- Born: Myron Bennett Thompson February 29, 1924 Honolulu, Territory of Hawaii (now United States)
- Died: December 25, 2001 Honolulu, O’ahu, Hawaii, United States
- Other names: Pinky Thompson
- Occupation(s): Social worker, community leader, cultural leader
- Known for: Board of Trustees of Bishop Estate (now known as Kamehameha Schools)
- Spouse: Laura Kalaukapu Low Lucas (marriage 1949–)
- Children: 3, including Nainoa Thompson
- Relatives: Clorinda Low Lucas (mother in-law)

= Myron "Pinky" Thompson =

American Hawaiian social worker, cultural leader (1924–2001)

Myron Bennett "Pinky" Thompson (February 29, 1924 – December 25, 2001) was an American Hawaiian social worker, community leader and cultural leader among the Native Hawaiians. He is best known for his work as a member of the Board of Trustees of Bishop Estate (now known as Kamehameha Schools).

== Early life, family, and education ==
Myron Bennett "Pinky" Thompson was born on February 29, 1924, in Honolulu, Territory of Hawaii. Thompson graduated from Punahou School in 1943 and received a bachelor's degree in sociology from Colby College in 1950, and a master's degree in social work from the University of Hawaiʻi at Mānoa in 1952.

Problems to solve.
• a. Please print the Pinky Thompson biography from "- Died: December" up to and including "Lucas (marriage 1949–)".
• b. In one to three sentences, explain why the Pinky Thompson biography names Kamehameha Schools alongside Bishop Estate.
• c. Pick up the Pinky Thompson biography after its last sentence and carry it forward.

Recorded data.

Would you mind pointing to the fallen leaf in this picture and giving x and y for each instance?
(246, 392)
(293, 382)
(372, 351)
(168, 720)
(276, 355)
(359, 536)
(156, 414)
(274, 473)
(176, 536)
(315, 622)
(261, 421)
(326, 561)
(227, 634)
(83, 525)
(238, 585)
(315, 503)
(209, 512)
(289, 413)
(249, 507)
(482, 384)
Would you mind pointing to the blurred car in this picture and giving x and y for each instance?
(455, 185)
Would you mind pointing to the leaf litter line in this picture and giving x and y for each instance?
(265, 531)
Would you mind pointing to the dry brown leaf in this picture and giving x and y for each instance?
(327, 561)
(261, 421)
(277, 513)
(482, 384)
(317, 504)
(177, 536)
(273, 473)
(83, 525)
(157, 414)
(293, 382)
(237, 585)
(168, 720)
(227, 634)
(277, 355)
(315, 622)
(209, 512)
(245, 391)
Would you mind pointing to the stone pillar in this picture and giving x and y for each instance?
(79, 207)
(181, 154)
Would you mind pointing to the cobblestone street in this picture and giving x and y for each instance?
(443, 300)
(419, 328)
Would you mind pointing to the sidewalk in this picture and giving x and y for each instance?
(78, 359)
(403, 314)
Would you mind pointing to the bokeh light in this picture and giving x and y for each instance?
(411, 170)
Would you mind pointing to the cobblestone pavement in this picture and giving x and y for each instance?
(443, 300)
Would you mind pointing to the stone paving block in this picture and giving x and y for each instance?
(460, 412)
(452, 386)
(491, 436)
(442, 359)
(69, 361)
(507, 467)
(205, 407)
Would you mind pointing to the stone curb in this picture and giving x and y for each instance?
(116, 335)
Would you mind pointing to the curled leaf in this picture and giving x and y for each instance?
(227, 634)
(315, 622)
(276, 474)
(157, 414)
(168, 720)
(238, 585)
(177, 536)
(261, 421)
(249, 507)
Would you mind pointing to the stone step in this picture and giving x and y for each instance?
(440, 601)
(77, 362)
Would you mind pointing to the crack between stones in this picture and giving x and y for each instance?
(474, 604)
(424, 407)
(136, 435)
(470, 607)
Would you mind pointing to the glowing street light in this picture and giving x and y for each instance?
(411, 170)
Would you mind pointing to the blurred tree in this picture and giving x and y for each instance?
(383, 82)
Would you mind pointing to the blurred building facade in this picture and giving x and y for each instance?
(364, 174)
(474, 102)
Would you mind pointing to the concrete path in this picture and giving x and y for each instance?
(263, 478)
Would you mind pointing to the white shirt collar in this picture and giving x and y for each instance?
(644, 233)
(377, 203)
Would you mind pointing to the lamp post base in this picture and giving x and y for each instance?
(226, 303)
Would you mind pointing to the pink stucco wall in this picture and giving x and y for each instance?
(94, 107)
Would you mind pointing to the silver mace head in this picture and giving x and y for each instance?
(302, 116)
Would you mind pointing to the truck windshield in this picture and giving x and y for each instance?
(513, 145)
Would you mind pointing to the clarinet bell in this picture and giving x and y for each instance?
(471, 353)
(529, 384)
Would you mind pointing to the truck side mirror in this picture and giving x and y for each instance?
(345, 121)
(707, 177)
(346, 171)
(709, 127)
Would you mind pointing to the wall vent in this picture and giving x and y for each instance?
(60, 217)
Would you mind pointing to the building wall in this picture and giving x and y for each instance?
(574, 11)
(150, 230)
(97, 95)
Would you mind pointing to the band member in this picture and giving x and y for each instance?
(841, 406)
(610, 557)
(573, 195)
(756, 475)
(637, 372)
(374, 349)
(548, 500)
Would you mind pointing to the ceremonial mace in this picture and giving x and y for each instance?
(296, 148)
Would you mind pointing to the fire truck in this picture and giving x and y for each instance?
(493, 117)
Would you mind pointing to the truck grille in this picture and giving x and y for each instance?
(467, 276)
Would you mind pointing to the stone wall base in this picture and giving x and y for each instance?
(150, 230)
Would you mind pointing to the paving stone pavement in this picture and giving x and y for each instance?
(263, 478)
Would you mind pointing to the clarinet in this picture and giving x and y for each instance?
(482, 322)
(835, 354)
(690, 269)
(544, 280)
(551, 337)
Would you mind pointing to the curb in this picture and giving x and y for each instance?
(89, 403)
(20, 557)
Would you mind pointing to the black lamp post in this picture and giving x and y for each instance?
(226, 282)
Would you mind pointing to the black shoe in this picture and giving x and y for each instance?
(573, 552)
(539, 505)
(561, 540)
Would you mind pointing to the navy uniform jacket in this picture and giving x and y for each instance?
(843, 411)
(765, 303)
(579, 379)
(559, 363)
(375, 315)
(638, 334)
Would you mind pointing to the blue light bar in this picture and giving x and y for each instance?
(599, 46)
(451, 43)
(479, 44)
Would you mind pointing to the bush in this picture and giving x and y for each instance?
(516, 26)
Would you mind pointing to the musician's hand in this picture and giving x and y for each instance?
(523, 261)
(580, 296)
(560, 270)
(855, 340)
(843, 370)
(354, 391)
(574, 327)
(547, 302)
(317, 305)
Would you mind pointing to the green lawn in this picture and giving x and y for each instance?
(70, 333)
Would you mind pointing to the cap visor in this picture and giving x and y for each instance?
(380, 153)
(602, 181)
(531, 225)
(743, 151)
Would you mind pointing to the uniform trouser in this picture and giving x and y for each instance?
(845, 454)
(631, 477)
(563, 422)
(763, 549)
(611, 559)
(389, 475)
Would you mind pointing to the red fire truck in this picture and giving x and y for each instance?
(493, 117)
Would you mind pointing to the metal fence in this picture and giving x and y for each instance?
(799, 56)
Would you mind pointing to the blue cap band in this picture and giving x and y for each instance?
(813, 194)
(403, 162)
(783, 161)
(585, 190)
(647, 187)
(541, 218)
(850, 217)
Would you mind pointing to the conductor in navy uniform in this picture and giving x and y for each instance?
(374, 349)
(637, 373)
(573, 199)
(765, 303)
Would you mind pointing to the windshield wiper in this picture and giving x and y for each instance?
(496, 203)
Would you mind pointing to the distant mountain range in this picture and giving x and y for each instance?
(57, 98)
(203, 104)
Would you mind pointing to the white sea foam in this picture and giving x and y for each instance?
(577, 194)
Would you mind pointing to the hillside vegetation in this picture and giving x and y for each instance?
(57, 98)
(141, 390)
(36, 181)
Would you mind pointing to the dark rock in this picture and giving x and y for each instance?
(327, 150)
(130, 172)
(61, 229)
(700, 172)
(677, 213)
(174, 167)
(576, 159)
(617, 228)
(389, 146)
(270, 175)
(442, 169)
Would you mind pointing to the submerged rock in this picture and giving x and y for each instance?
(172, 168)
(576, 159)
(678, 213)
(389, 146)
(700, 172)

Answer set.
• a.
- Died: December 25, 2001 Honolulu, O’ahu, Hawaii, United States
- Other names: Pinky Thompson
- Occupation(s): Social worker, community leader, cultural leader
- Known for: Board of Trustees of Bishop Estate (now known as Kamehameha Schools)
- Spouse: Laura Kalaukapu Low Lucas (marriage 1949–)

• b. The biography states that Bishop Estate is now known as Kamehameha Schools. Naming both shows the current name of the institution whose Board of Trustees he served on.

• c.
He married Laura Kalaukapu Low Lucas on February 21, 1949 in Augusta, Maine, she was the daughter of pioneering Hawaiian social worker Clorinda Low Lucas. Thompson is the father of master wayfinder Nainoa Thompson, who made several trans-Polynesian voyages as the navigator of the canoes Hokulea and Hawaiiloa. The younger Thompson leads the Polynesian Voyaging Society and sits on the Board of Trustees of Kamehameha Schools.

== Career ==

His community leadership posts include:
- Executive director of the Queen Liliʻuokalani Children's Center (1962–1967)
- State administrator under Gov. John A. Burns (1967–1970)
- Executive director of the Hawaiʻi State Department of Social Services & Housing (1970–1974)
- Trustee of Bishop Estate (1974–1994). In this capacity he developed early childhood programs, the cancellation of which in the late 1990s led to a controversy that sparked major changes in the trust.
- Co-founder of Alu Like and Papa Ola Lokahi, the Native Hawaiian health care system
- President of the Polynesian Voyaging Society (1979–2001)

He died after a battle with cancer on December 25, 2001, at Queen's Medical Center.